EXERCISE:
Could you output every record below exactly, leaving out the pictures?

Saved data entries:

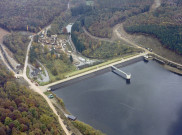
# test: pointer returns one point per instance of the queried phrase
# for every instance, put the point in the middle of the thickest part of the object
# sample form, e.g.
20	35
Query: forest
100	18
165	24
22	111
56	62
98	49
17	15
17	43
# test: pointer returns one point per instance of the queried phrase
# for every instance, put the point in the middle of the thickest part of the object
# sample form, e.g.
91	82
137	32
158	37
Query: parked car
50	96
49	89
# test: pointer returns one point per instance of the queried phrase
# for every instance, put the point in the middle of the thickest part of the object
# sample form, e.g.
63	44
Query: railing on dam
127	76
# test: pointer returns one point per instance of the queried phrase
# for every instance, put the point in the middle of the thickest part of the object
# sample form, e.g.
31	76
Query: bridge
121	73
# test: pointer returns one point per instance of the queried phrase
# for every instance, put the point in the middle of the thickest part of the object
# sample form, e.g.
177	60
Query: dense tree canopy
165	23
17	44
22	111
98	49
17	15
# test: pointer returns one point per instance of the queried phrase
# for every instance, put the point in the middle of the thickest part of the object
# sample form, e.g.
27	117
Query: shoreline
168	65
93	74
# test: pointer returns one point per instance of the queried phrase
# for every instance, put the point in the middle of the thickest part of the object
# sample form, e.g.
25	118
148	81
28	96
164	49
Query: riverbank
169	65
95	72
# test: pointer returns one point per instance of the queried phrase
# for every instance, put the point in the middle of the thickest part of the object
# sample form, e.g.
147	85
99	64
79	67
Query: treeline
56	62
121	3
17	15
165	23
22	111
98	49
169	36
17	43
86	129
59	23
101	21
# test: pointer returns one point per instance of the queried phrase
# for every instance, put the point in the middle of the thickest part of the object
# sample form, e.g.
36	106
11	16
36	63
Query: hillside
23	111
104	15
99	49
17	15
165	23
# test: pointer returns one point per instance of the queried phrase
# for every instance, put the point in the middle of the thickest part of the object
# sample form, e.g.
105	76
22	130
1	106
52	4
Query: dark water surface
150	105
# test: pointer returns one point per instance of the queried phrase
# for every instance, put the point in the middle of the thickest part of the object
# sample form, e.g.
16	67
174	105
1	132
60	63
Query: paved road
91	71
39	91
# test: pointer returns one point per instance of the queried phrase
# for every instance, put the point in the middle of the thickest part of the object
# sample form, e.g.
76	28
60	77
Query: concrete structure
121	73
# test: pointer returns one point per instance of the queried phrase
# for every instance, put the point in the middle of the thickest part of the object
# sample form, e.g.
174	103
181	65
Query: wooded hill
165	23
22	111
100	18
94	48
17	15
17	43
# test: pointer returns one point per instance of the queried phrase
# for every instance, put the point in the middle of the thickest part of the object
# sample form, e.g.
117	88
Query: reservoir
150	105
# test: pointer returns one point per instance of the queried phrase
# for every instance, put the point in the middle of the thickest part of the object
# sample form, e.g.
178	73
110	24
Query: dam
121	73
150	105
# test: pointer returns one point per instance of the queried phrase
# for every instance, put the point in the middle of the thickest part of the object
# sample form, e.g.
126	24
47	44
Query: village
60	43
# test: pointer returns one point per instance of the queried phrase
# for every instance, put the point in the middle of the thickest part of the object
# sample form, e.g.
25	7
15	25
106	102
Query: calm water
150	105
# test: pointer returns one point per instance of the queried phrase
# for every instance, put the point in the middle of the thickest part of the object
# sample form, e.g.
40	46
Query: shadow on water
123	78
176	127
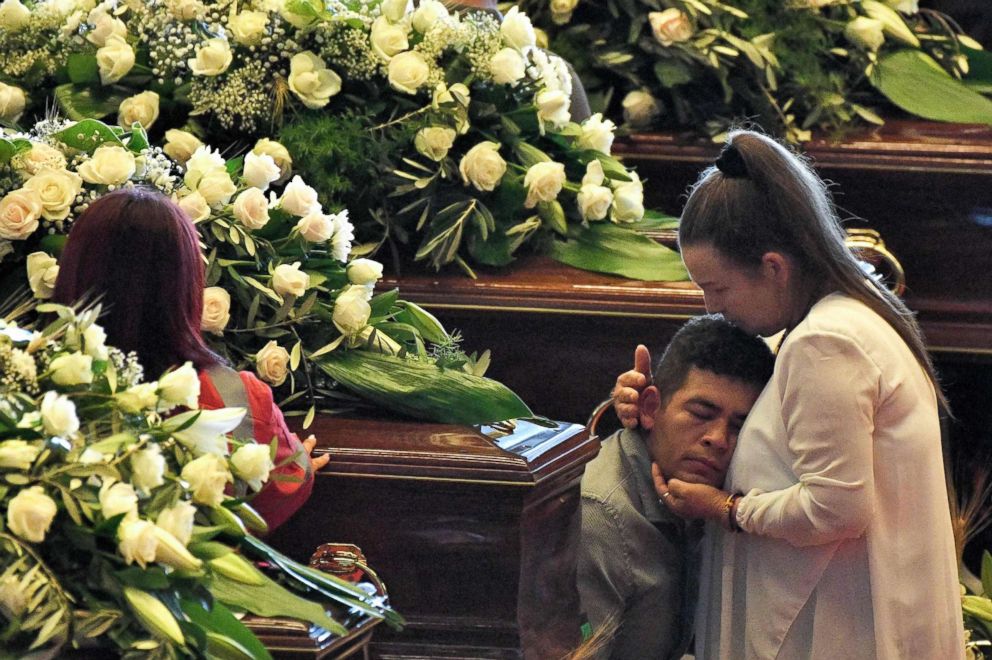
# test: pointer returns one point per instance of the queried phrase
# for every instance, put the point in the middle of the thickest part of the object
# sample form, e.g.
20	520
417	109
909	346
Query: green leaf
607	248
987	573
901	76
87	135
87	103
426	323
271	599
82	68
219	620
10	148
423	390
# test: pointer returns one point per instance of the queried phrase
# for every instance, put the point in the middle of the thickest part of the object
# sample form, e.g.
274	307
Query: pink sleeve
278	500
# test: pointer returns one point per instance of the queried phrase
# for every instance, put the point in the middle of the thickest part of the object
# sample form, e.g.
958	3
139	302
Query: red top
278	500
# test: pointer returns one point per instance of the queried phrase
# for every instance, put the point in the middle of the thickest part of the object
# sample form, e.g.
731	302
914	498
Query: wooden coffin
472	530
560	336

REPLY:
# test: pointer returns one point per instance of the queried phrase
# for every instance, put the point in the middle of the thickest part of the object
# sample form, e.g.
20	35
Query: forest
100	18
165	24
22	111
56	62
98	49
17	15
17	43
# test: pointer returns one point per instance of the queried phrase
# for every instance, put the point in the middle of the thickest part of the object
# sample form, e.g.
91	82
137	32
158	37
Query: parked car
50	96
49	89
# test: pointer returns one point per instance of the queried phrase
# for every instance, put the point in the middle of the thickest part of the object
# sample form, e.g.
63	44
Query: railing on dam
127	76
# test: pointer returns one point per instance of the queried phrase
# for every instance, put the point in the middle of the thickest part of the object
# sample form, e.g.
31	76
Query: bridge
121	73
# test: pointer returns one point per instance of the queried phrase
# for every instance, put the point in the middle of the thickest part of the object
# sample form, e.g.
177	60
Query: dense tree canopy
165	23
17	44
22	111
98	49
17	15
# test: pointer returns one point per instance of the queried phrase
# for every instance, put the point in the middle of the thickest part of the object
# sample form, e.g.
27	117
Query: shoreline
168	65
93	74
# test: pointer returns one point per instance of the queried phrase
# for every instance, put the point in the middle of the thickest part of the object
# sample form, e.g.
25	118
148	81
28	96
164	49
Query: riverbank
169	65
95	72
# test: pointer returns one point per instance of the queried phrase
# for every instance, put the point in the middle of the thickest part of the object
# sample form, e.g.
147	85
99	64
79	67
Query: treeline
56	62
121	3
17	15
165	23
22	111
98	49
169	36
17	43
86	129
59	23
101	21
# test: pointer returns one point per instance of the queried phrase
# for every instance, put the point in the middle of the thickest part of the object
# sample form, e.g.
36	106
11	16
36	63
Query: hillside
23	111
104	15
99	49
17	15
165	23
# test: pointer returns one point per instance of the queried phrase
# for every instance, put the point in the middle of the thickest part of the object
# sample form, e.g.
105	76
22	130
1	106
52	4
Query: dark water surface
150	105
# test: pointer returns one point per instance of the queried phrase
# for every instance, put the point in the middle of the thickest part of the object
# sample form, e.g.
16	67
174	105
1	132
60	63
Query: paved road
91	71
39	91
# test: pointer returns one point per instance of the queried phrase
# for every instance, put the point in the middle of the thickest part of the object
# sample form, e.g.
76	28
60	77
Query: concrete structure
121	73
# test: pointer returns one point per instance of the queried phrase
# for every instance, put the point in the middle of the thickest part of the object
# sample form, e.g.
174	103
181	65
Query: wooded hill
165	23
22	111
100	18
94	48
17	15
17	43
# test: pointer returns one point per instance of the queried phrase
# for every instance, put the point in the middle of the thickest part of the object
# sample form, e.g.
117	88
Query: reservoir
150	105
# test: pointer returns one point per instance of the queried phrase
# for every instance, put the point in the middle of the thickest part of the object
# sample form, e.g.
178	73
110	24
Query: dam
121	73
150	105
# test: pointer returns one point per instance of the queried phrase
# for every instance, put the point in the middle of the thickest part of the object
# sample form, e.g.
126	24
47	44
Query: village
60	43
# test: pointer returns one point per instance of the queried phrase
# for every instance, put the point in the middle of the thickest part of the object
# sample form, e.g.
25	7
15	25
106	102
Query: calm water
150	105
# test: pointer returns one point per instance of the queried phrase
# for every instance, put the point in the middle of the thickest part of the object
# sample form, e.g.
40	46
Query: shadow on water
123	78
176	127
# test: pointer returns one point per instance of the queried phrase
# for every instance, put the point in the middle of the thickest part of the object
# sample form, e.g.
20	520
417	109
909	346
Query: green leaf
607	248
987	573
901	76
87	135
87	103
426	323
271	599
82	68
219	620
10	148
423	390
# test: pointer returns one point per instance of the queried phrase
# for every instance, put the point in the middle of the thickest part of the object
# sample form, e.g.
274	307
Query: pink sleeve
278	500
# test: pointer returns one point per instance of the queried phrase
# for every instance, put the point in the middle of the thickest part of the object
# sample form, e.g.
958	3
139	302
Query: red top
278	500
# test: pointer returns one point per instance of the queried phrase
# for every instance, put the point in the middle of the thickest part of the object
# sample form, e.g.
731	302
914	498
Query: wooden coffin
472	530
560	336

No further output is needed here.